START

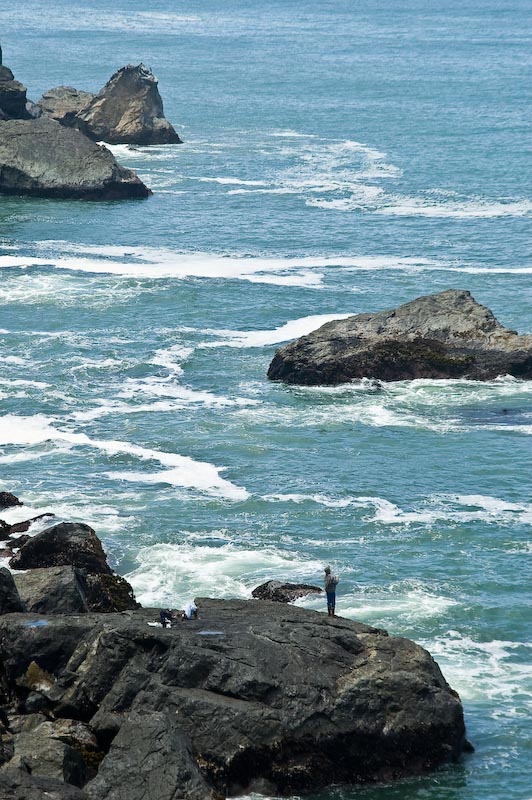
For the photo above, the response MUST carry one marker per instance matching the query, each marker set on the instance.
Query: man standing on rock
(331, 582)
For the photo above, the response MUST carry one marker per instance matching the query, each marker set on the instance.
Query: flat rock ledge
(253, 696)
(41, 158)
(443, 335)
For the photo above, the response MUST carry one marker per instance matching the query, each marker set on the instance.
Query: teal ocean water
(339, 157)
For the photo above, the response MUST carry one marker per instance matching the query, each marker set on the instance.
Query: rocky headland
(49, 149)
(99, 702)
(443, 335)
(128, 110)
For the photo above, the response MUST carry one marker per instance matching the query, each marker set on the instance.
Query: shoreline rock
(262, 697)
(41, 158)
(127, 110)
(439, 336)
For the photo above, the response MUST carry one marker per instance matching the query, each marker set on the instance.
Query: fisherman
(165, 615)
(191, 611)
(331, 582)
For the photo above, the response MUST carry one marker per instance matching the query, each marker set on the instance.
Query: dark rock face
(12, 96)
(63, 103)
(128, 110)
(67, 544)
(283, 592)
(9, 597)
(16, 784)
(253, 694)
(41, 158)
(444, 335)
(136, 770)
(8, 500)
(55, 590)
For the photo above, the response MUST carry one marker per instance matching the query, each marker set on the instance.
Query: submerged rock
(128, 110)
(41, 158)
(283, 592)
(444, 335)
(253, 696)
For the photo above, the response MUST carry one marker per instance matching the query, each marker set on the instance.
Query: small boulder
(12, 96)
(283, 592)
(8, 500)
(67, 544)
(48, 757)
(63, 103)
(22, 527)
(10, 601)
(128, 110)
(41, 158)
(53, 590)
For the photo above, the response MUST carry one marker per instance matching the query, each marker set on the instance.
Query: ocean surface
(339, 157)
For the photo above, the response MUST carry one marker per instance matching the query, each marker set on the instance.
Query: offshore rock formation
(284, 592)
(254, 696)
(41, 158)
(128, 110)
(63, 103)
(444, 335)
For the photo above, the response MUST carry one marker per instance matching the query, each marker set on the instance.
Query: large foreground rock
(128, 110)
(444, 335)
(41, 158)
(279, 592)
(253, 696)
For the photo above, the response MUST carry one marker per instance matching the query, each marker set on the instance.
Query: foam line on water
(185, 471)
(490, 669)
(172, 574)
(292, 329)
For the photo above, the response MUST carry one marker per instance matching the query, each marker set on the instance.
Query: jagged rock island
(443, 335)
(252, 696)
(49, 149)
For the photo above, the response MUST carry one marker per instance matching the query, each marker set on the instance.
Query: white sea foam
(173, 574)
(481, 670)
(450, 508)
(184, 471)
(290, 330)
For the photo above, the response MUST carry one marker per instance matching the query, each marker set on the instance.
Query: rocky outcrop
(280, 592)
(254, 696)
(444, 335)
(12, 96)
(41, 158)
(8, 500)
(128, 110)
(63, 103)
(67, 544)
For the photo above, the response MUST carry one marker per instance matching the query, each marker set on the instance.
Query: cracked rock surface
(253, 696)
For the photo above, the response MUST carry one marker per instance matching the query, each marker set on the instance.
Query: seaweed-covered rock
(444, 335)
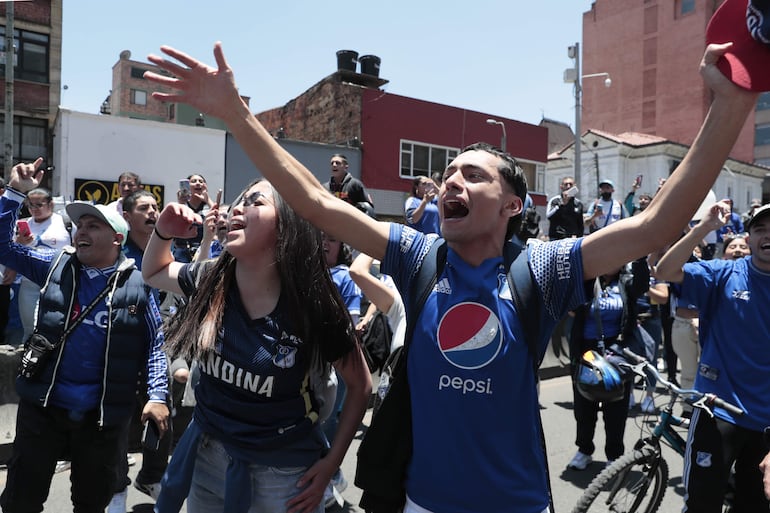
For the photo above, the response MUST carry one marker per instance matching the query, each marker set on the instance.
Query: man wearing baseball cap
(604, 210)
(97, 329)
(731, 297)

END

**The problem**
Copy all the entries word for word. Omit any pictures.

**Correct answer**
For the photo above, the response MUST carry one marker per instance matching the query, each marker set on the instance.
Query: man standing on rock
(331, 582)
For the photo above, the response MUST carry one marker per instance matching the query, each marker set on the instance.
Query: flat rock ledge
(253, 696)
(41, 158)
(443, 335)
For the photo above, the response MUST carry one marker per instance matching the query, each marker set on the instance.
Query: teal ocean water
(339, 157)
For the photo above, the response MUST carry one marker per instance matching the query, each marker set on the instance.
Query: rocky headland
(49, 149)
(99, 702)
(443, 335)
(128, 110)
For the photo above, the response MUST carry one marker per instance matching the query, each marker set on the instance.
Query: shoreline rock
(262, 697)
(41, 158)
(127, 110)
(439, 336)
For the photo above, the response MUST carry one marker per instance matching the query, each marker set on the instance.
Query: fisherman
(165, 615)
(191, 611)
(331, 582)
For the photo above, the response MUST carry one marker per instance matching the query, each marker set on the instance.
Query: dark rock face
(12, 96)
(63, 103)
(128, 110)
(67, 544)
(283, 592)
(9, 597)
(16, 784)
(253, 694)
(41, 158)
(444, 335)
(136, 770)
(8, 500)
(55, 590)
For the photo above, the response MUST carry one marker per instance matching the query, each marker set on the instance.
Query: submerged rock
(128, 110)
(41, 158)
(283, 592)
(444, 335)
(253, 696)
For the photo above, the response MUST carry one marker per instance matching the query, each marker set on the instance.
Query: small boulder
(12, 96)
(283, 592)
(8, 500)
(67, 544)
(48, 757)
(63, 103)
(22, 527)
(10, 601)
(128, 110)
(41, 158)
(53, 590)
For the photo above, the response MUST carry one marker per instance matching the query, each marker set on the instance.
Query: ocean surface
(339, 157)
For the photo above, the response MUST carry one marker per instance matching the query, each marker set on the instance.
Query: offshore rock formation
(284, 592)
(254, 696)
(41, 158)
(128, 110)
(63, 103)
(444, 335)
For the photo above, the response MUST carry one marker per instance matching the query, each marker set on the instance.
Query: large foreground rock
(128, 110)
(444, 335)
(41, 158)
(279, 592)
(253, 696)
For the photo above, the response MUST carry one marker per instance matching the query, each marker set on the instance.
Query: foam line on water
(185, 471)
(490, 669)
(172, 574)
(292, 329)
For the photo above, the response MUST carry one marker per instance matching the query, each marker set on the instance.
Query: jagged rock island
(443, 335)
(252, 696)
(49, 149)
For the photo above, the response MUST carry one marker per instance matching the query, each marker set on the instance.
Query: white sea foam
(173, 574)
(481, 670)
(450, 508)
(184, 471)
(290, 330)
For the photo above, the response MUST carry one marker per instance matching the query, each marker set on the instance.
Query: rocky outcrop
(280, 592)
(254, 696)
(444, 335)
(12, 96)
(41, 158)
(8, 500)
(128, 110)
(63, 103)
(67, 544)
For the photo above, the response MUST carry one marker per instance matching the query, each marker set on the instance.
Query: cracked rock surface
(253, 696)
For the photo above, the response MUST carry one marker per instance matching the query, each marker set on the instance.
Query: seaweed-covered rock
(444, 335)
For the photo above, the response MUST carry one marker per instance matching the query, each marker set on the instance.
Query: man wearing baseball cap
(604, 210)
(97, 329)
(731, 297)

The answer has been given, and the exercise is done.